═══ AVAILABLE DATA ═══

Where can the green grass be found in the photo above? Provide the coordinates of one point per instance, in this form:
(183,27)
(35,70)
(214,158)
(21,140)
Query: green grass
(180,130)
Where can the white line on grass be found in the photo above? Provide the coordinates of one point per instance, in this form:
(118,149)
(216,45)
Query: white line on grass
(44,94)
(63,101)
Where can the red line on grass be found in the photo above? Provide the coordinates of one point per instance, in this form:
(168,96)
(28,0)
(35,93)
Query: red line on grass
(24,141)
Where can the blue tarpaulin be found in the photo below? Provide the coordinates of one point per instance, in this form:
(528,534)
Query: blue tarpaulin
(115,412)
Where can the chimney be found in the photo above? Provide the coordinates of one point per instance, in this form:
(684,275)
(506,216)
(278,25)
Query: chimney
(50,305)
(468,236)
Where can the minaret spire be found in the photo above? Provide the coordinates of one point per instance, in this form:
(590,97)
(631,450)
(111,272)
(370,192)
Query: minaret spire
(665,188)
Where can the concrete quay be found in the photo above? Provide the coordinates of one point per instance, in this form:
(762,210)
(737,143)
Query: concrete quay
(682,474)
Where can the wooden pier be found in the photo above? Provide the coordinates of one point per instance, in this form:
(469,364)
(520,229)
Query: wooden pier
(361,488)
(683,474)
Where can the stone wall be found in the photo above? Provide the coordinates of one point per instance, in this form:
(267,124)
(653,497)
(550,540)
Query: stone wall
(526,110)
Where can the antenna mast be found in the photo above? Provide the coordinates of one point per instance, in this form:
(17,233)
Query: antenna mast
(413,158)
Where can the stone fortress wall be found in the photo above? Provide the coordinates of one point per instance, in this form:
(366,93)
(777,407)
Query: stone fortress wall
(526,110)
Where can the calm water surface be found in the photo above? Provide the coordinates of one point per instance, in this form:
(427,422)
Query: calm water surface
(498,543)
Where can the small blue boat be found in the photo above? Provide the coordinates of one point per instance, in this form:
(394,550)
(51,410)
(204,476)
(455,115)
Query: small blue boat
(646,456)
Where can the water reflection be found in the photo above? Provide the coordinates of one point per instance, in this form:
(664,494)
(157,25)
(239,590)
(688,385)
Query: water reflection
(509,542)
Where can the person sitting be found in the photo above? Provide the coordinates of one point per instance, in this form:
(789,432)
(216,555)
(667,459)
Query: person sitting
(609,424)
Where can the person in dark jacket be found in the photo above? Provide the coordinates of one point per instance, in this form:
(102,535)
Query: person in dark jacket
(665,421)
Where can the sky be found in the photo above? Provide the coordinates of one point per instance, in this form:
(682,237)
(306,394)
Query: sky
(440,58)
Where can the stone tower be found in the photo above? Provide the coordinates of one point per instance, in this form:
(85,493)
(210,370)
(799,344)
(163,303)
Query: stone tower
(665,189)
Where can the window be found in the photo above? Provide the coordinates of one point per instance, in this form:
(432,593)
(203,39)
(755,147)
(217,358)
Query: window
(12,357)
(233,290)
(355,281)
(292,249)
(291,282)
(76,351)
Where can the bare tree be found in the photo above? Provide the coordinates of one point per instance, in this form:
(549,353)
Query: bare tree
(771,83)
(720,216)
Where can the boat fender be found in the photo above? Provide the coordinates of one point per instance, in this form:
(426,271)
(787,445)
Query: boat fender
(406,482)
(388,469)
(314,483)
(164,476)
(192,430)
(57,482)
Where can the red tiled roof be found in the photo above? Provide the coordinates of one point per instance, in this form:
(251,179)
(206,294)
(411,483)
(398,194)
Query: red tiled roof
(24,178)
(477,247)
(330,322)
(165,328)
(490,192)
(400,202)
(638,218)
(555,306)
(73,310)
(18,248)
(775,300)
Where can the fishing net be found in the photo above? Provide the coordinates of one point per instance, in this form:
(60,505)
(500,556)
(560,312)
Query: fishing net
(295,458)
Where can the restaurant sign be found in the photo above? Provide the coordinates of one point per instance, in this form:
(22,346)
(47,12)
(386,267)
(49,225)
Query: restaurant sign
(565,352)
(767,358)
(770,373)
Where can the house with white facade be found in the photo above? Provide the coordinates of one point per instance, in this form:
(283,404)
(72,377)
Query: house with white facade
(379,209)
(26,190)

═══

__PROBLEM__.
Find the line containing "Where can the fishing" in the material above. Print it and every line after it through the end, exactly and only those.

__THE COMPLETED TASK__.
Where can the fishing net be found in the photo above? Provide the coordinates of one point per instance, in this form:
(60,505)
(500,556)
(560,312)
Query: fishing net
(295,458)
Where can the restaurant sign be found in the photo above? Provide the coordinates of one point per instance, in this form:
(22,346)
(47,12)
(386,267)
(49,225)
Query: restaurant sign
(565,352)
(767,358)
(770,373)
Where can the house with white facade be found in the photo above? Provide the coordinates of one point per instance, in this form:
(283,404)
(72,377)
Query: house with white facade
(379,209)
(26,190)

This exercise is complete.